— start Extracted entries —

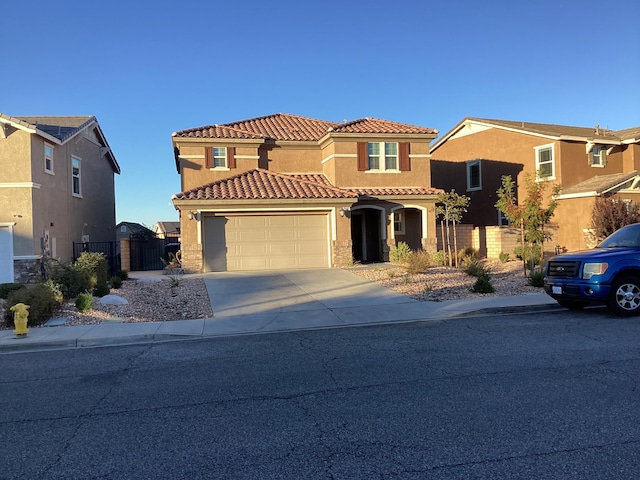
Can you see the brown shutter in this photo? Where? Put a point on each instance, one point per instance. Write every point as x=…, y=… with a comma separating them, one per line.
x=231, y=157
x=208, y=157
x=363, y=156
x=405, y=161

— end Extracted entries —

Lay out all of the records above as a two-column CSV with the header row request,points, giving one row per request. Quote each field and replace any line breaks inside it with spaces. Leave the pictures out.

- _Exercise solution_
request,points
"Can you see the brown shutter in this photo? Where? Put a point on each instance, one point per instance. Write every point as x=…, y=… with a comma separating them, one per line.","x=231, y=157 x=208, y=157 x=363, y=156 x=405, y=161"